[Saved entries]
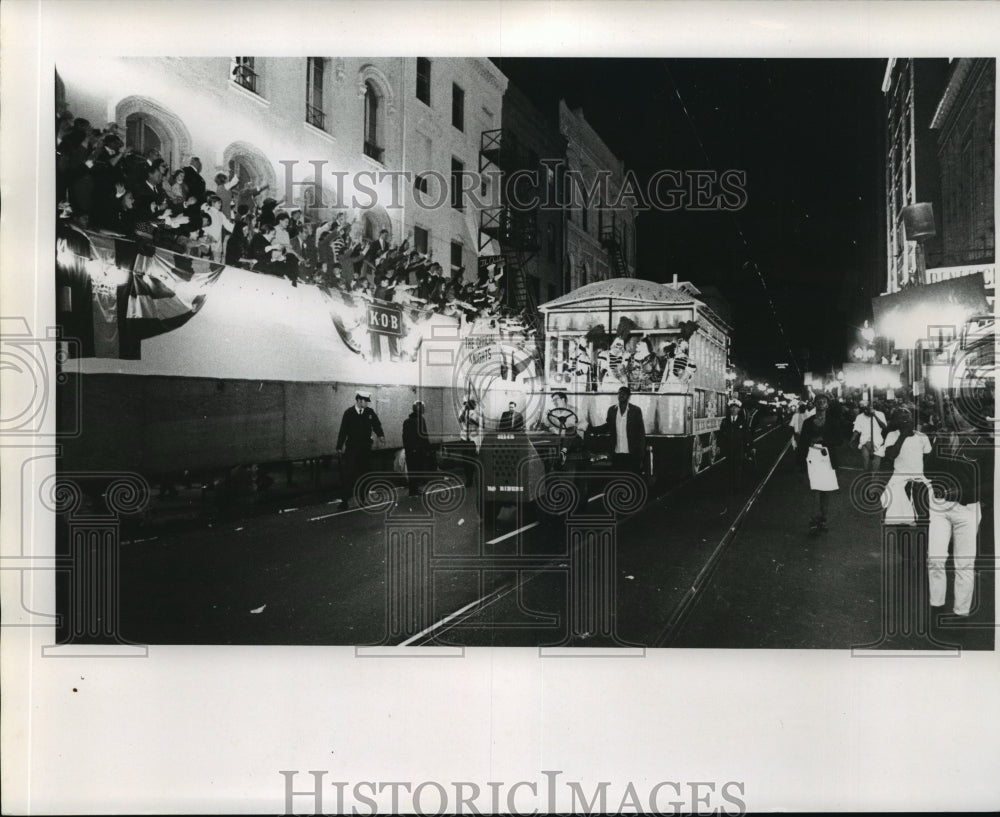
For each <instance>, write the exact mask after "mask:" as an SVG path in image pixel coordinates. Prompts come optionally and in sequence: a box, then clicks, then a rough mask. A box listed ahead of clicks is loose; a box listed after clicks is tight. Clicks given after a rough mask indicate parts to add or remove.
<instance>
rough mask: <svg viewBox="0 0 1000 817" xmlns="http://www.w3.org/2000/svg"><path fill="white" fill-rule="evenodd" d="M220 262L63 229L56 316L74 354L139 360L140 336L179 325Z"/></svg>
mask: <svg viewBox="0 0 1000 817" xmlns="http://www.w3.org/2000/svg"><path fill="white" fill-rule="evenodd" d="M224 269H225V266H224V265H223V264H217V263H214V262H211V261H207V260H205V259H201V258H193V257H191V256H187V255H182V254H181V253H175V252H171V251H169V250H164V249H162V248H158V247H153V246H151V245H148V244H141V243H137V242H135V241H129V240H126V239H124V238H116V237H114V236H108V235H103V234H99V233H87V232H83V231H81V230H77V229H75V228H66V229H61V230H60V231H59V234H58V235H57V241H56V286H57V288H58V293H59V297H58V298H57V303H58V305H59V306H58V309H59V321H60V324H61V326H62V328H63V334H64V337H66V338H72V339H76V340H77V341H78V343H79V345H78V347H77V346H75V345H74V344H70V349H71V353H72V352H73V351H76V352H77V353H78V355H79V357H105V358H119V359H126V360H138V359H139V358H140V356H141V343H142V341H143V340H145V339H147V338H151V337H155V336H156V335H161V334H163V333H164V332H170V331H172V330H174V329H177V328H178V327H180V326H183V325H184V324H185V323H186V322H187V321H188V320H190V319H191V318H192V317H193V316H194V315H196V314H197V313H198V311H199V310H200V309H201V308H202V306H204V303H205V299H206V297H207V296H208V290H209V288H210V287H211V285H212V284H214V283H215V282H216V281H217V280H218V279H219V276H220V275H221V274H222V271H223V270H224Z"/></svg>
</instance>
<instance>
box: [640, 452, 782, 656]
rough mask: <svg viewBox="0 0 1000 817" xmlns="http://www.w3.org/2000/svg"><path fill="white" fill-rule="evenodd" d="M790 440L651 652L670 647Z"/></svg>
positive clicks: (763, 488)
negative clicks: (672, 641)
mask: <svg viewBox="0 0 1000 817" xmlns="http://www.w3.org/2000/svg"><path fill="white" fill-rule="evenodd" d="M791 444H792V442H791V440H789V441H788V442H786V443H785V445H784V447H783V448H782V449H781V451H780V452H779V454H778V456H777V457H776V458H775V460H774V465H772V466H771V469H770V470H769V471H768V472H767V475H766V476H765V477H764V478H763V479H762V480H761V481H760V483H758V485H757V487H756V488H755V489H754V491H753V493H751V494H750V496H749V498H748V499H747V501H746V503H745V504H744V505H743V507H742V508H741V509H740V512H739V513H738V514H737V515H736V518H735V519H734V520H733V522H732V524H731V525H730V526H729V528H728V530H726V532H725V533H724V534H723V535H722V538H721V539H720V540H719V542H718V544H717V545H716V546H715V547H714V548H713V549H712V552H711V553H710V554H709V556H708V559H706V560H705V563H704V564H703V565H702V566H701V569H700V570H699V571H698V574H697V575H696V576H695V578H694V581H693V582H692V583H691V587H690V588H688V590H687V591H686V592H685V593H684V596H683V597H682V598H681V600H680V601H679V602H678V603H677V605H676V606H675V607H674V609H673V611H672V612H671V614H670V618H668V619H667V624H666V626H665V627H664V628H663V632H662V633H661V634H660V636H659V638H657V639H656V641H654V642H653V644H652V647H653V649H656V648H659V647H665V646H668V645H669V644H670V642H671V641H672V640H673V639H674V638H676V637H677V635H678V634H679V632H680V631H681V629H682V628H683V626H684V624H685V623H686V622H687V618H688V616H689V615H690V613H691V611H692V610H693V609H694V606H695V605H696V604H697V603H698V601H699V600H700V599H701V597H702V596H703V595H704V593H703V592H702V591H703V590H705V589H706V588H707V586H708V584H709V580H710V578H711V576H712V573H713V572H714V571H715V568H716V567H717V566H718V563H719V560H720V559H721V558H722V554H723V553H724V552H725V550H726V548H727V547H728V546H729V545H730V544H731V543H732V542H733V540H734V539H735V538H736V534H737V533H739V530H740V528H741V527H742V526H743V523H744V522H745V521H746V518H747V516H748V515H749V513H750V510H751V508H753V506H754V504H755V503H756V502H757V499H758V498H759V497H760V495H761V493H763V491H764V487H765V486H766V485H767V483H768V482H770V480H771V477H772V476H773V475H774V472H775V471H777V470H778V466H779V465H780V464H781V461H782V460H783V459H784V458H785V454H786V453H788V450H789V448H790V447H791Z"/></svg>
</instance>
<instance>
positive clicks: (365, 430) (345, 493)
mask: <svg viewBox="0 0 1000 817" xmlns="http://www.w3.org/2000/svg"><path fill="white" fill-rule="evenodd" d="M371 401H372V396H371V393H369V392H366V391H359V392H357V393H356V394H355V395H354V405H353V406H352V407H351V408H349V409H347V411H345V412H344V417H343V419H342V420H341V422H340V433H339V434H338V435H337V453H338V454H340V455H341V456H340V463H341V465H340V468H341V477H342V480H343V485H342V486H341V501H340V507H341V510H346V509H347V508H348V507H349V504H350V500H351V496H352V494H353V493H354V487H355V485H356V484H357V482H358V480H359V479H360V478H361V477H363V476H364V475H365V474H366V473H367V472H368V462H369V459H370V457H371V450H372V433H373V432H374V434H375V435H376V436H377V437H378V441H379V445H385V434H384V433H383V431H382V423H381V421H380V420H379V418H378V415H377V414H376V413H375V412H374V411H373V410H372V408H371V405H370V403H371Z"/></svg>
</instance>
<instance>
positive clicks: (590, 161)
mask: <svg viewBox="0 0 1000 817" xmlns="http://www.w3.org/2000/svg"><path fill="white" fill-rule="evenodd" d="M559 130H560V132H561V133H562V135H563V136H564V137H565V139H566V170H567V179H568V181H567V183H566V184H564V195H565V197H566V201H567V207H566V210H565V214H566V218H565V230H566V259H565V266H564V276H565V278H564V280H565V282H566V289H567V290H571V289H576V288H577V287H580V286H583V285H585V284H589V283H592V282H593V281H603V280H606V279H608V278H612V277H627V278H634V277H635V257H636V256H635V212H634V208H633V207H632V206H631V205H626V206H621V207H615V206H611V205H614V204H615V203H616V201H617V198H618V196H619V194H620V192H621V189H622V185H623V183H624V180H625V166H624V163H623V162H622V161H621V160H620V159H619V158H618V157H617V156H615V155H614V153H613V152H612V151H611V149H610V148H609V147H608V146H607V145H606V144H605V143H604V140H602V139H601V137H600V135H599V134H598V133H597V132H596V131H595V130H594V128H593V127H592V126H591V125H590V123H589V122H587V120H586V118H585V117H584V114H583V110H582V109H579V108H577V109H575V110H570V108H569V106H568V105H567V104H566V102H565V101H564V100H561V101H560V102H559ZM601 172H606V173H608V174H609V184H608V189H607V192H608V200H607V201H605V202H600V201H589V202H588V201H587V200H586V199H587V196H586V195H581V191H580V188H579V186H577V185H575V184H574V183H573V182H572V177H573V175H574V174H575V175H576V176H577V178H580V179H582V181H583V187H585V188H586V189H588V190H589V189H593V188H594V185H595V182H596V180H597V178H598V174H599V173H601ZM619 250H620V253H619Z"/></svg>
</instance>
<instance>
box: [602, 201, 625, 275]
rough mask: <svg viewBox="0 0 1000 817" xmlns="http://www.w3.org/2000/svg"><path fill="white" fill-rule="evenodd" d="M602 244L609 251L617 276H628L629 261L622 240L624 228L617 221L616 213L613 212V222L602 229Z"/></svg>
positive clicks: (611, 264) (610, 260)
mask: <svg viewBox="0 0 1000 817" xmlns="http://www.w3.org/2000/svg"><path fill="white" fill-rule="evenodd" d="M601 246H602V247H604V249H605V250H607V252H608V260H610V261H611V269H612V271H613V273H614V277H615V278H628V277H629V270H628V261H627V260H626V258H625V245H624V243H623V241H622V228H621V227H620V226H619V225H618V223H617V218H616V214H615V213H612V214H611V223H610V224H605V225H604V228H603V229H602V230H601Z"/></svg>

...

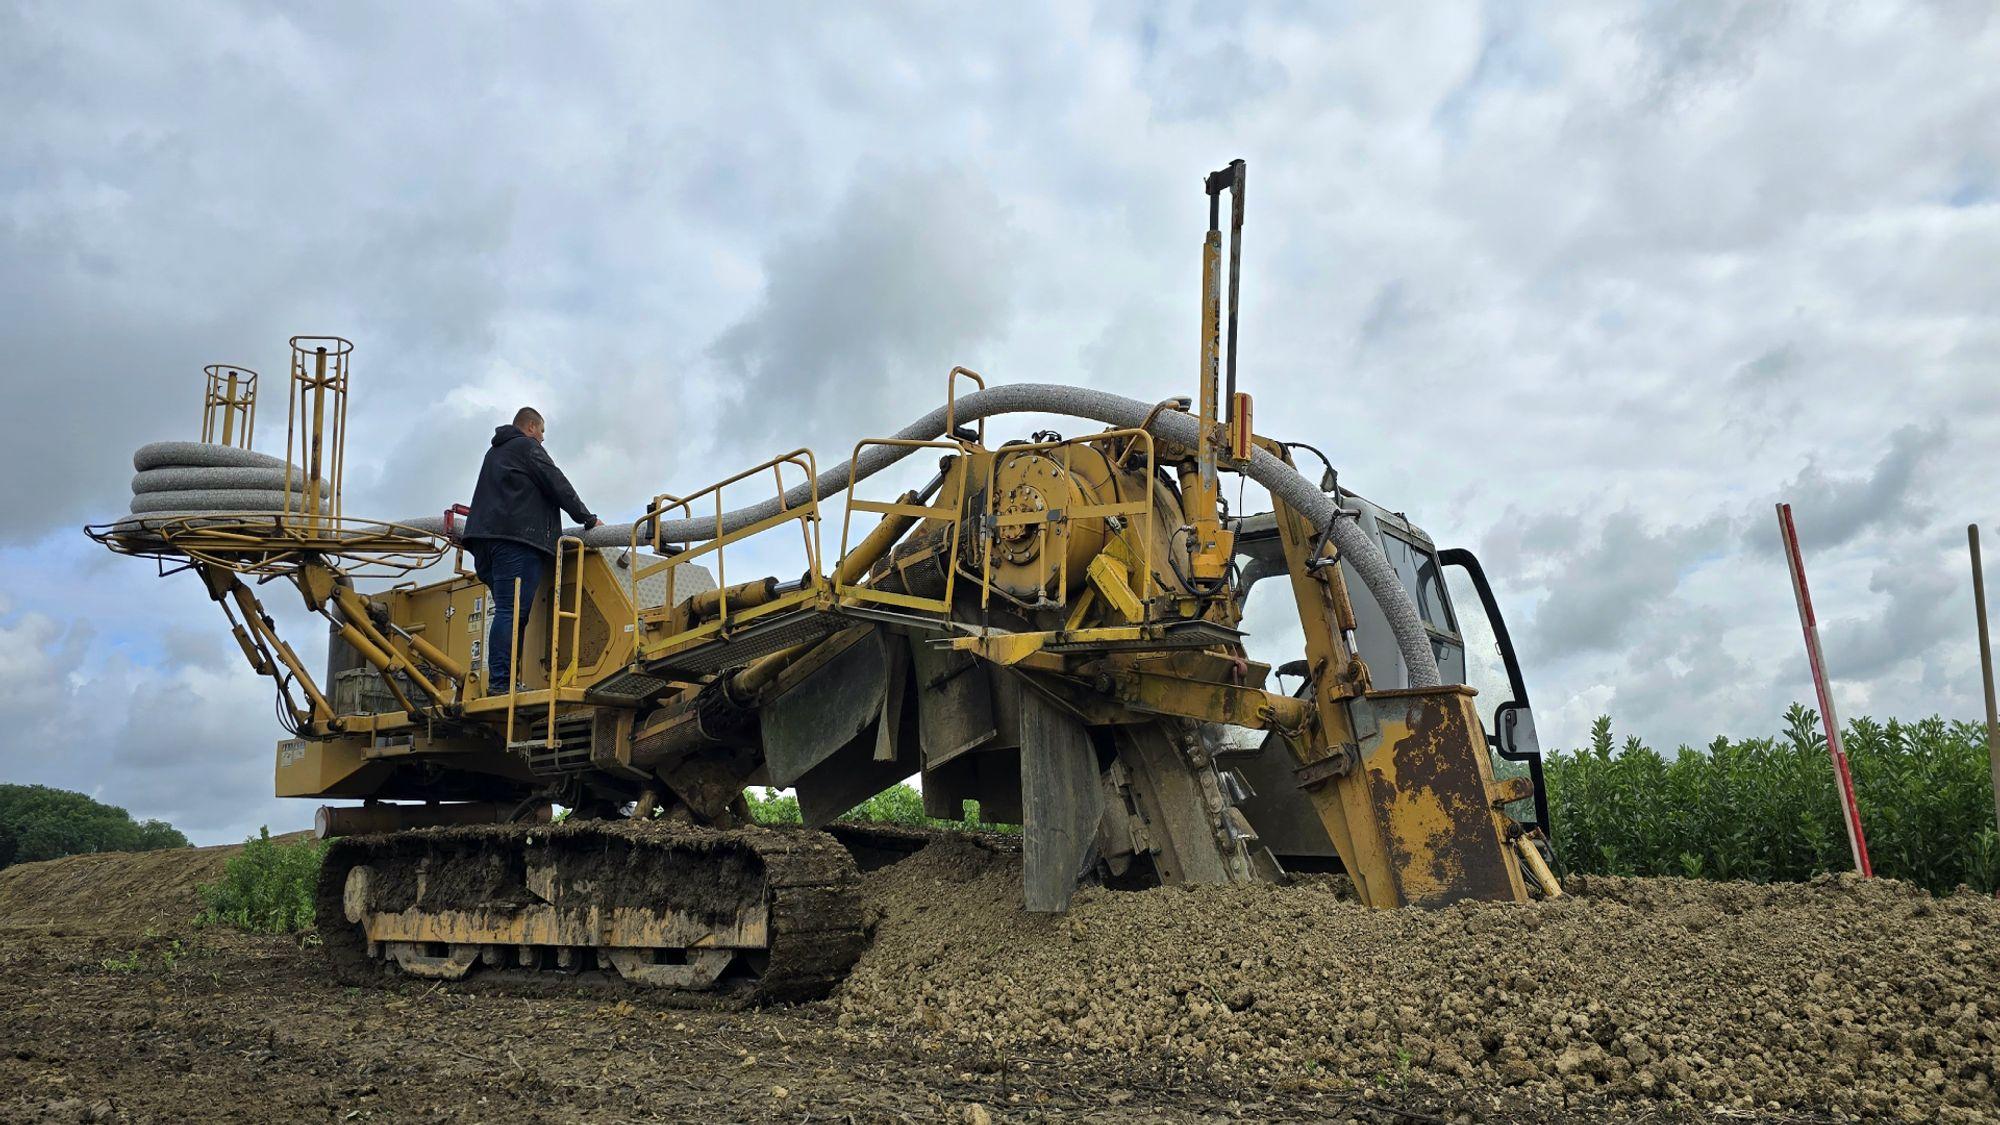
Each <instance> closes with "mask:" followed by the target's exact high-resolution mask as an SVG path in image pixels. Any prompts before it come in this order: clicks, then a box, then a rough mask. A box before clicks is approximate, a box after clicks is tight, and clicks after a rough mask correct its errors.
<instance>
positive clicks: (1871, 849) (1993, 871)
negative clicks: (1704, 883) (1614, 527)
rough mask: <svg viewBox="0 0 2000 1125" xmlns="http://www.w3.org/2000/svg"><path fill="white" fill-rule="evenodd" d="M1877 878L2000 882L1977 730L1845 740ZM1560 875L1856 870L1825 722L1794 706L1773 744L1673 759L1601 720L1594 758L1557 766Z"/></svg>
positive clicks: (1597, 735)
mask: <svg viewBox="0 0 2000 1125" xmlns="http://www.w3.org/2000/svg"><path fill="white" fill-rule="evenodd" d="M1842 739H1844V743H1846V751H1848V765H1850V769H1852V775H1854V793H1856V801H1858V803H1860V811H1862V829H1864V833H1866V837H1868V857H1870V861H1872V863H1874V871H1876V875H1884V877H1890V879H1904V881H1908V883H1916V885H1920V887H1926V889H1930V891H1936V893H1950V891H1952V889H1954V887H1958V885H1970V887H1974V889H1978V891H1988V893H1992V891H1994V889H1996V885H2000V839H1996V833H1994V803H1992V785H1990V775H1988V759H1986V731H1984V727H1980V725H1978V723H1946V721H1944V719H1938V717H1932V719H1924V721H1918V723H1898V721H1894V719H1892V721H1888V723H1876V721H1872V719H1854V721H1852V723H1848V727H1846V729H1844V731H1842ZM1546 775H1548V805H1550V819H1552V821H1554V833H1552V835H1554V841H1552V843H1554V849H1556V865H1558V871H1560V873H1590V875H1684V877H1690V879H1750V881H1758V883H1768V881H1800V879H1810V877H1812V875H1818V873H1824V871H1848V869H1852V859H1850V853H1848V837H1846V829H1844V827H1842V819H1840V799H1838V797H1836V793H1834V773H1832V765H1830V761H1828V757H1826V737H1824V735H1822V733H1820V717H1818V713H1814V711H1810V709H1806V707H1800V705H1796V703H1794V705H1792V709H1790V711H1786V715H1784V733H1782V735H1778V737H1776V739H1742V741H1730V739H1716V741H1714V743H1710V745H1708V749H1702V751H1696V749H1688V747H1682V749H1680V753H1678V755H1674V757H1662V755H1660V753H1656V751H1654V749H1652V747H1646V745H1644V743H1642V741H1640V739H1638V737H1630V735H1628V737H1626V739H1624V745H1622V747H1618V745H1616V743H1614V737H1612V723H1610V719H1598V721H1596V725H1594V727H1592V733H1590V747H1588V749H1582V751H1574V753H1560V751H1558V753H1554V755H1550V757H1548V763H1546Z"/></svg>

_YOUR TASK_. Pull the lines from the data above verbatim, starting at the line that contains "For each <instance>, write" and ending at the line that contains "262L63 229L56 316L74", both included.

_COMPLETED EXERCISE_.
For each <instance>, write the exact mask after "mask:" as an SVG path in image pixel coordinates. Prompts come optionally and in sequence: a box, then clicks, then a rough mask. A box listed ahead of clicks is loose; a box listed after clicks is tight. Clicks given after a rough mask indicate parts to add or remove.
<instance>
rough mask: <svg viewBox="0 0 1000 817" xmlns="http://www.w3.org/2000/svg"><path fill="white" fill-rule="evenodd" d="M220 262L63 229L56 316L74 354L139 360L140 336L179 325Z"/></svg>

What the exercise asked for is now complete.